__Aim__.
Reproduce every entry below word for word, leaving out the pictures.

(Source data)
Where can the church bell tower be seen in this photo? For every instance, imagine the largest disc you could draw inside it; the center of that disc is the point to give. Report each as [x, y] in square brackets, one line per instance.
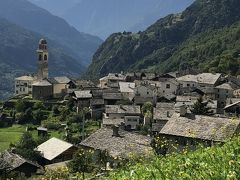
[42, 53]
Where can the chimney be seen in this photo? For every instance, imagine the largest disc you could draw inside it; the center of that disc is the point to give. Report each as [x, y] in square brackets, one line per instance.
[183, 110]
[115, 131]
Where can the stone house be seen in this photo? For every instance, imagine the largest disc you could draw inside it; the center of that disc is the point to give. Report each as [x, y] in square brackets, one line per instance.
[82, 98]
[236, 93]
[111, 98]
[232, 109]
[161, 114]
[61, 85]
[96, 108]
[200, 80]
[23, 85]
[42, 90]
[119, 144]
[55, 150]
[130, 113]
[189, 130]
[18, 164]
[111, 81]
[127, 90]
[145, 93]
[223, 92]
[167, 84]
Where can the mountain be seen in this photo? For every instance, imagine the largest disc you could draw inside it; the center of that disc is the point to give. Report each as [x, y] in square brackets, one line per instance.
[204, 36]
[56, 7]
[18, 56]
[104, 17]
[23, 13]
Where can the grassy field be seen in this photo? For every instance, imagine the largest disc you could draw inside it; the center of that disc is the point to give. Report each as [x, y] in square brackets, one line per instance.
[207, 163]
[12, 135]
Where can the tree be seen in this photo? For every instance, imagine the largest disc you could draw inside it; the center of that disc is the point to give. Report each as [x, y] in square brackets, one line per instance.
[20, 105]
[103, 158]
[38, 106]
[201, 108]
[25, 147]
[147, 107]
[81, 162]
[38, 116]
[55, 110]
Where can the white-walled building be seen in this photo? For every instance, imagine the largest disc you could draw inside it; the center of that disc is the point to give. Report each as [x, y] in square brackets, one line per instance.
[23, 85]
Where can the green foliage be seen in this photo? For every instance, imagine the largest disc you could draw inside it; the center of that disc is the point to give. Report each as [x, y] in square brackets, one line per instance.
[177, 42]
[26, 147]
[20, 105]
[206, 163]
[147, 107]
[82, 162]
[38, 106]
[201, 108]
[55, 110]
[52, 123]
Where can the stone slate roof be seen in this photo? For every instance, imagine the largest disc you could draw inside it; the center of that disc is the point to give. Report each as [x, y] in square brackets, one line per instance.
[53, 148]
[231, 105]
[126, 87]
[128, 143]
[83, 94]
[110, 121]
[14, 161]
[97, 101]
[201, 127]
[42, 83]
[186, 99]
[112, 96]
[59, 80]
[163, 111]
[113, 76]
[122, 109]
[25, 78]
[205, 78]
[142, 100]
[227, 86]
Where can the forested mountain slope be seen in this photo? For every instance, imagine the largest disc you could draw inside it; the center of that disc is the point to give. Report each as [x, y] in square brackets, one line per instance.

__Reply to the exercise__.
Where can the church bell tower be seen in this photo? For every instance, imagine the largest disc you could draw inside it; the center of that disc is the point to give. Report each as [x, y] in square brackets, one line per instance.
[42, 53]
Where can the chimney be seen in this photo? For every instance, imagine the largest disc you could draw inside it; the center of that disc is the point to give. Report each as [x, y] in square brackets, one line per instance.
[183, 110]
[115, 131]
Where can the stone house be seen in this photo? For every instance, imagine the largest disc you could draw inside it; the center of that disc is the point to give. Report each as [x, y] in square brackets, one line per instance.
[82, 98]
[236, 93]
[111, 98]
[232, 109]
[161, 114]
[61, 85]
[96, 108]
[200, 80]
[23, 85]
[42, 90]
[119, 144]
[55, 150]
[130, 113]
[189, 130]
[18, 164]
[111, 81]
[127, 90]
[145, 93]
[223, 92]
[167, 84]
Where can the mountain be seen in this photo? For every instance, imagine the largest disc you could draw inside it; the center of that disc is the point to give. Report each as [x, y] in square brackets, one line per instance.
[204, 36]
[56, 7]
[18, 56]
[104, 17]
[23, 13]
Where can the grassy field be seen in this photo? For every instance, imagine the largest disc you could draw inside it; the center of that disc is the point to give. Report each as [x, y] in square brackets, one line per instance.
[207, 163]
[12, 135]
Where can the tree be seen in this photo? For every instance, imagine the largest disc you could draw inside it; the center of that disc is the point to give. Report each as [x, y] in square brackets, one line per instance.
[20, 105]
[103, 158]
[38, 106]
[201, 108]
[25, 147]
[147, 107]
[81, 162]
[38, 116]
[55, 110]
Where can the white-walled building be seen in this photo? For every instance, imagine the largest disc you could draw inside it; the center of that disc is the point to give. Report each as [x, y] in square brackets, one line per instance.
[23, 85]
Where can the green foliage be seen in this photo? For every instance, imagine the largest disc you could draw inside it; the center of that disc is the point to give. Report each as [x, y] in square brackets, one line per instance.
[177, 42]
[26, 147]
[20, 105]
[206, 163]
[147, 107]
[82, 162]
[38, 106]
[201, 108]
[55, 110]
[52, 123]
Where can the stone slate roof be seen in this photo? For every instance, imagine the largest disc you could draw inside it; the center of that disc is the point to give. Report each as [x, y] in square brackets, one line per instance.
[53, 148]
[231, 105]
[126, 87]
[128, 143]
[83, 94]
[110, 121]
[14, 161]
[97, 101]
[201, 127]
[42, 83]
[186, 99]
[112, 96]
[59, 80]
[163, 111]
[113, 76]
[122, 109]
[25, 78]
[205, 78]
[142, 100]
[227, 86]
Where can the forested mountain slope be seen in this photo? For every instance, imagine the largest disc you could draw inside it; the center of that disc is the point to give. Report each as [x, y] in square brackets, one line per instance.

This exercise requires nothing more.